===== Material for this task =====
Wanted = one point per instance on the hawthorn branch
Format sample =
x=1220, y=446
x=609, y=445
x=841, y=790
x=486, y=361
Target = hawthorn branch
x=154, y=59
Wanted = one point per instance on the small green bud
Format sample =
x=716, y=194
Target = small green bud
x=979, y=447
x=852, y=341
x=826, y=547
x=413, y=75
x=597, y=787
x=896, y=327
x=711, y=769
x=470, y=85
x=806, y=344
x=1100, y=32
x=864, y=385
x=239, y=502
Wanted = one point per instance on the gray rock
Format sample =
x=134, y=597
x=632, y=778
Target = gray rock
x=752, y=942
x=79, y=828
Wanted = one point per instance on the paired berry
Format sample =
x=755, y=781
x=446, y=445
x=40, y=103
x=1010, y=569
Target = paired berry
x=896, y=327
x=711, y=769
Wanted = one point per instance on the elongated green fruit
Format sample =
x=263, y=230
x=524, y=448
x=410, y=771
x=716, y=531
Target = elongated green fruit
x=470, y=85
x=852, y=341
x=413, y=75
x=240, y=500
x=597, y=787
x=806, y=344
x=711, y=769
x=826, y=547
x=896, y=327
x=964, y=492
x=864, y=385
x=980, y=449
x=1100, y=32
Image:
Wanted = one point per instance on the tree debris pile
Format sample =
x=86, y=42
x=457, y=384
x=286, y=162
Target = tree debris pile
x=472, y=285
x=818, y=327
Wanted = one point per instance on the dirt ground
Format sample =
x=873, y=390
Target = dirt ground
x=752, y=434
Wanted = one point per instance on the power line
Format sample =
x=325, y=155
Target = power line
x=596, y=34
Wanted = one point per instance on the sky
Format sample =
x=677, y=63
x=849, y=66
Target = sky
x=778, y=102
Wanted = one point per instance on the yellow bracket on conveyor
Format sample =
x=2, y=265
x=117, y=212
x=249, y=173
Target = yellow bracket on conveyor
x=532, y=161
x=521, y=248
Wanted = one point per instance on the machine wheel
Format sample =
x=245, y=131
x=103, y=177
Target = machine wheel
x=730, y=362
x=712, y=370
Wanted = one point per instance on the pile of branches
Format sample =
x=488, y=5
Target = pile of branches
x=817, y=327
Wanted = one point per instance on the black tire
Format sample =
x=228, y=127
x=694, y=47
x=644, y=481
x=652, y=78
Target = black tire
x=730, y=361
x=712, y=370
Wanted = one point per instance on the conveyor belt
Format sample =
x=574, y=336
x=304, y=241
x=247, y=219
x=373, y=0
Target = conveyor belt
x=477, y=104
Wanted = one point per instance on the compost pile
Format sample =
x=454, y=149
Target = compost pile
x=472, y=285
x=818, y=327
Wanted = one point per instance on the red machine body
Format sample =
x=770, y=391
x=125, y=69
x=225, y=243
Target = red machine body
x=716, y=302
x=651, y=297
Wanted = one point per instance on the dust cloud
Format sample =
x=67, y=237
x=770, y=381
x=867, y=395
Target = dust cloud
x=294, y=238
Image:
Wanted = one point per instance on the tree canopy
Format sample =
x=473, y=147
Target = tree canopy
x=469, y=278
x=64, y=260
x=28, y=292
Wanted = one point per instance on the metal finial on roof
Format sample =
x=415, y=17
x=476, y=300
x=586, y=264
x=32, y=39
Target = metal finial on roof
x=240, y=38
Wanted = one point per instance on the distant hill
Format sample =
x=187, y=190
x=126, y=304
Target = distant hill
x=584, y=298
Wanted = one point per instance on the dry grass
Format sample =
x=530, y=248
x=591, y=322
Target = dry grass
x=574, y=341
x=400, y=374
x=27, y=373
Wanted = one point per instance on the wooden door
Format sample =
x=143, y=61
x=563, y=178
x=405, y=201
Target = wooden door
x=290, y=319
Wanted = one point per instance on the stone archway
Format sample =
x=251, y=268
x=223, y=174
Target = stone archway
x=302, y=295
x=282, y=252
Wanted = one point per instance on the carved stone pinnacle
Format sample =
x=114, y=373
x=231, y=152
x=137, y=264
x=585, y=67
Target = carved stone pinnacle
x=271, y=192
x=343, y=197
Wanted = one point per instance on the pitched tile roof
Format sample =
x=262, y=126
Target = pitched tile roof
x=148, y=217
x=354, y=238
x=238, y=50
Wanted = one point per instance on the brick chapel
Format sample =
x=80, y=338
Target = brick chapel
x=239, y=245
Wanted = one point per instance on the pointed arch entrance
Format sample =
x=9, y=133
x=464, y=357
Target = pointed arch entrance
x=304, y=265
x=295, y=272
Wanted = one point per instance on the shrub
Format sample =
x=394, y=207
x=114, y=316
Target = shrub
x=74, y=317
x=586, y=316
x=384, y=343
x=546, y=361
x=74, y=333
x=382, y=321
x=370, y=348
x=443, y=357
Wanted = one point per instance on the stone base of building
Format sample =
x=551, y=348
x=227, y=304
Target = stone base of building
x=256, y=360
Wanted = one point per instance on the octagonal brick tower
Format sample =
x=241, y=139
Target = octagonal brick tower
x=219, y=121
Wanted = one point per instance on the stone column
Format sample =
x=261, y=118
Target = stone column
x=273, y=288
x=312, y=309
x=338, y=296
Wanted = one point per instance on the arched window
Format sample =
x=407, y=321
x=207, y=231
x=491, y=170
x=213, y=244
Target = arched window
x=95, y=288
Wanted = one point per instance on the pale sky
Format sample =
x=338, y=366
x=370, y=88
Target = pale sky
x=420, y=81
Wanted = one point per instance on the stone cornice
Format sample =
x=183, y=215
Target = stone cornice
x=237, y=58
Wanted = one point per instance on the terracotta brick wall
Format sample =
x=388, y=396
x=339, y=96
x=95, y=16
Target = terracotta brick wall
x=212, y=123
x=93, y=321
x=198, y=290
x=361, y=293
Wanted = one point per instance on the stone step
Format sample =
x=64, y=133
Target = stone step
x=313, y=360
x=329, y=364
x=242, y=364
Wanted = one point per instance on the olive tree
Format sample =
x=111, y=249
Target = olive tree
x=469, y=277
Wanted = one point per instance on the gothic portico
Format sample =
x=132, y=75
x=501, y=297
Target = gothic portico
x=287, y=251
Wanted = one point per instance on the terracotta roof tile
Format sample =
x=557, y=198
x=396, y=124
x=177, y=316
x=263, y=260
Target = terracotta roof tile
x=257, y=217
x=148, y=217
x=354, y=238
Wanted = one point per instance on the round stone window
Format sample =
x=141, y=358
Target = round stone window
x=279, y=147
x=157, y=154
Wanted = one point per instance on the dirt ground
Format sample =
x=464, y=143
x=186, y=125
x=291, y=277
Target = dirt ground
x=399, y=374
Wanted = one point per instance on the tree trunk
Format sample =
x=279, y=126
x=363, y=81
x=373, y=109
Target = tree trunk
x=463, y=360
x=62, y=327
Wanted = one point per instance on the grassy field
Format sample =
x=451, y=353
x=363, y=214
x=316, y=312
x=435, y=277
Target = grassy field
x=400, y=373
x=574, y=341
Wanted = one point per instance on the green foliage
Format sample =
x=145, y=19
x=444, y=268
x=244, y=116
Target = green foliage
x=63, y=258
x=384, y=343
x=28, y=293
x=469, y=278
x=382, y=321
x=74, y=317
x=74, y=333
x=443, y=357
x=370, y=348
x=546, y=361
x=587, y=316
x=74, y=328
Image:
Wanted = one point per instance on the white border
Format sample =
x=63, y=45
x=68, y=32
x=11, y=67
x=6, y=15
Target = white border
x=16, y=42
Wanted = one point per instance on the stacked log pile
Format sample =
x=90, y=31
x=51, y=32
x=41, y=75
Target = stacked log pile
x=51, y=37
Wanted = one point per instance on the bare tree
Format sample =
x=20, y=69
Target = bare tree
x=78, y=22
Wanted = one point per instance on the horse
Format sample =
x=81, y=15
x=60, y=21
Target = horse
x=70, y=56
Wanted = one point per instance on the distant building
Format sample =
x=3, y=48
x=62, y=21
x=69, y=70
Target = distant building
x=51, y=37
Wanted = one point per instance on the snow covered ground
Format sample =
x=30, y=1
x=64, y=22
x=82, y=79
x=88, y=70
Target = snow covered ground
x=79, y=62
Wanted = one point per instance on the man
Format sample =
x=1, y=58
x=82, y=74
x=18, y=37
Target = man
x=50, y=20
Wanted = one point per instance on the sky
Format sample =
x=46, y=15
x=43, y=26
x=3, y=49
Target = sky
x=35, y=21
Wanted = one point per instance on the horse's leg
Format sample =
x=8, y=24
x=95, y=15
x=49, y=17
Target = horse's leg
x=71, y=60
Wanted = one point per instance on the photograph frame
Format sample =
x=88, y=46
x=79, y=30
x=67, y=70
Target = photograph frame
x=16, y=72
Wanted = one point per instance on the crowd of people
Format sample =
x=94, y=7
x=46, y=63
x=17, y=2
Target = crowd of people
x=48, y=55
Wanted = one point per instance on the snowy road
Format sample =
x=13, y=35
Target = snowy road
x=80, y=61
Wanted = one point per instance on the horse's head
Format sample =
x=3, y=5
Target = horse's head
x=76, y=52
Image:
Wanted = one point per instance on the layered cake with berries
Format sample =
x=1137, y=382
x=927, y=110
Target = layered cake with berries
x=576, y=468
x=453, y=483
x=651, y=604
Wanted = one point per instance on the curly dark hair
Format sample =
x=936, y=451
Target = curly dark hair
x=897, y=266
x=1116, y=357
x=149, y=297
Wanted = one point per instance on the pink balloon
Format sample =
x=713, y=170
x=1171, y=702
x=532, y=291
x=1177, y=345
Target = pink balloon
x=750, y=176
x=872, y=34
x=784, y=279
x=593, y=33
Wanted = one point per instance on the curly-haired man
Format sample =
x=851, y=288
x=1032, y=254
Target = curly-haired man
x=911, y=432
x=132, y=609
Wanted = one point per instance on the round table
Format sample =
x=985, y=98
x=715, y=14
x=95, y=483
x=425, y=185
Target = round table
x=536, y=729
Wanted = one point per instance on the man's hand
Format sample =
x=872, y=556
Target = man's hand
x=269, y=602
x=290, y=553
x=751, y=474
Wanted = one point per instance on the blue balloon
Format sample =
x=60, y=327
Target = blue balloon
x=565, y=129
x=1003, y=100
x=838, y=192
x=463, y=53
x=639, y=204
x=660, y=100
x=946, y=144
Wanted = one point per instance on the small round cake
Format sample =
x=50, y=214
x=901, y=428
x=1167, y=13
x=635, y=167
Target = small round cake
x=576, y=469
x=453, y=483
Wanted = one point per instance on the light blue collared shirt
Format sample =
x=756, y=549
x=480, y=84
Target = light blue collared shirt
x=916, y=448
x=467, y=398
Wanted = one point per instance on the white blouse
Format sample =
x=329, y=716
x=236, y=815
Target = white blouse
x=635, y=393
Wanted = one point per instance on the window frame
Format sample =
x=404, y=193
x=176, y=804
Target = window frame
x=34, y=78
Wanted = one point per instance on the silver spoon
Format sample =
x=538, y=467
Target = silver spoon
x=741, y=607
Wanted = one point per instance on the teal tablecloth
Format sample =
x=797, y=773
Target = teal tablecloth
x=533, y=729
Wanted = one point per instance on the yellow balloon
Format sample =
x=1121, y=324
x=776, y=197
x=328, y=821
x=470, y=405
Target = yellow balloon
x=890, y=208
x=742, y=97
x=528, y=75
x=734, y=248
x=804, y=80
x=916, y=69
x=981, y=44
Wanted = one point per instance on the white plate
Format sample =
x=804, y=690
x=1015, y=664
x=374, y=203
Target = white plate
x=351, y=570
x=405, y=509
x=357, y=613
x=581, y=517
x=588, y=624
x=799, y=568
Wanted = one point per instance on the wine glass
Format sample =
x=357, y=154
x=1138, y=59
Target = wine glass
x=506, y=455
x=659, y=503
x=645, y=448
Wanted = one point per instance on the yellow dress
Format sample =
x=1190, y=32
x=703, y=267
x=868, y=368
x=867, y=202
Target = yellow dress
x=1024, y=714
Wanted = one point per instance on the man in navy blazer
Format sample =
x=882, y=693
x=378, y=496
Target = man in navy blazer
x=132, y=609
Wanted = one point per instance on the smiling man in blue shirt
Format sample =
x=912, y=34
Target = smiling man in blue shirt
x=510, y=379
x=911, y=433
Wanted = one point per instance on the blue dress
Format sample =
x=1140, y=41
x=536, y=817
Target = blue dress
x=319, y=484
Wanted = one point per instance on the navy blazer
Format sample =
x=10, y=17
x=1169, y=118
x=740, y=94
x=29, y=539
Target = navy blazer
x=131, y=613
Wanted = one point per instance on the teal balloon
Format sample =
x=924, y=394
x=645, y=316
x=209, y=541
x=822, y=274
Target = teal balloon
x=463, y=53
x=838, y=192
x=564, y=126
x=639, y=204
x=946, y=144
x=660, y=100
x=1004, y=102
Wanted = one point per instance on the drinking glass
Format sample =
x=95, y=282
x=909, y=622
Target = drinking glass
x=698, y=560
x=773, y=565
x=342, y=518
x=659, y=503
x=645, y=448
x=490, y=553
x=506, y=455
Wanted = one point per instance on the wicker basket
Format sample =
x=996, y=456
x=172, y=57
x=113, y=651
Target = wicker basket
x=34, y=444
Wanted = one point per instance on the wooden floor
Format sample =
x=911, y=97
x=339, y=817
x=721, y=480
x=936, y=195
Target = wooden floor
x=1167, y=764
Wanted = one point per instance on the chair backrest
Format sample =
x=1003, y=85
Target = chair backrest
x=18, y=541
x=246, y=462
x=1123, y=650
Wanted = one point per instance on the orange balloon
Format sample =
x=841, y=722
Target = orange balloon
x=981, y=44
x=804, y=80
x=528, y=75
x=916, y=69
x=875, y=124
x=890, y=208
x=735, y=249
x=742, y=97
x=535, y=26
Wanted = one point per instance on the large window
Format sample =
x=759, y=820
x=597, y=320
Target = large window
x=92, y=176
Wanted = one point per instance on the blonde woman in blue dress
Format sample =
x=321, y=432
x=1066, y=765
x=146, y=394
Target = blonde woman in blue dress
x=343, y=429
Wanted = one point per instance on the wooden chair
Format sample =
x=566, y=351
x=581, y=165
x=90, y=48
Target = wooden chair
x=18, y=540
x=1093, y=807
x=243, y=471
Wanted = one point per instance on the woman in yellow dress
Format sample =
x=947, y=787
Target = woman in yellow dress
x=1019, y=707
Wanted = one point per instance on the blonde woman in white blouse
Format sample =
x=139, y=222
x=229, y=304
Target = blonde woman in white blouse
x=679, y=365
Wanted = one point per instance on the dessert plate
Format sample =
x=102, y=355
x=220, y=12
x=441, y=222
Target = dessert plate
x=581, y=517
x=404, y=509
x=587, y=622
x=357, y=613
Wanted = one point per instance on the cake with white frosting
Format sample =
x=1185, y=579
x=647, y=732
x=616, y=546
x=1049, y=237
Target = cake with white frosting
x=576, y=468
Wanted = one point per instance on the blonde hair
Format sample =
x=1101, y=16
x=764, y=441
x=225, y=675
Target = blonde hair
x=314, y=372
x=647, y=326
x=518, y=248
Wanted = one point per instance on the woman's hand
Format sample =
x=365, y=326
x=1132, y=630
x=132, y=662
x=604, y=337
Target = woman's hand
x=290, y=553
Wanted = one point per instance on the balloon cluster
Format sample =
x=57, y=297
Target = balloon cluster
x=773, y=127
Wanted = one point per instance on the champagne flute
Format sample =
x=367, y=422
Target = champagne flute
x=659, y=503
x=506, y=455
=====
What you are asked to do
Could you reproduce, character for character, the stretch of rows above from the line containing "Wanted = one point per instance on the blue dress" through the line containing "x=1019, y=707", with both of those lines included and nothing else?

Exercise answer
Wanted = one point per instance on the blue dress
Format sample =
x=1140, y=41
x=536, y=817
Target = blue dress
x=319, y=484
Wanted = one point per instance on the navy blazer
Format sample =
x=10, y=17
x=1169, y=118
x=740, y=94
x=29, y=539
Target = navy blazer
x=131, y=613
Wanted = one point per instance on the teal balloon
Format sample =
x=924, y=394
x=645, y=316
x=209, y=541
x=822, y=274
Target = teal balloon
x=463, y=53
x=838, y=192
x=564, y=126
x=639, y=204
x=946, y=144
x=660, y=100
x=1004, y=102
Wanted = one point per instance on the drinking glass
Format sample =
x=95, y=282
x=909, y=622
Target = drinking glass
x=698, y=560
x=773, y=565
x=342, y=518
x=659, y=503
x=645, y=448
x=490, y=553
x=506, y=455
Wanted = one point per instance on the wicker basket
Format sample =
x=996, y=456
x=172, y=57
x=113, y=651
Target = wicker basket
x=34, y=444
Wanted = one point per instance on the wooden floor
Format sample =
x=911, y=97
x=339, y=817
x=721, y=480
x=936, y=195
Target = wooden floor
x=1167, y=764
Wanted = one point per instance on the chair backrest
Format sample =
x=1003, y=85
Target = chair backrest
x=18, y=541
x=246, y=462
x=1123, y=650
Wanted = one point per instance on the orange balloon
Format sample =
x=841, y=722
Target = orange balloon
x=981, y=44
x=804, y=80
x=528, y=75
x=916, y=69
x=875, y=124
x=890, y=208
x=735, y=249
x=742, y=97
x=535, y=26
Wanted = one point per instance on the large window
Format sample =
x=759, y=820
x=597, y=320
Target = large window
x=92, y=176
Wanted = one point per instance on the blonde woman in blue dress
Format sample =
x=321, y=432
x=1066, y=765
x=146, y=394
Target = blonde woman in blue dress
x=343, y=429
Wanted = one point per instance on the wooden chair
Format sample =
x=566, y=351
x=581, y=165
x=90, y=48
Target = wooden chair
x=18, y=540
x=1093, y=807
x=243, y=471
Wanted = one point per instance on the woman in yellow dress
Format sample =
x=947, y=787
Target = woman in yellow dress
x=1019, y=707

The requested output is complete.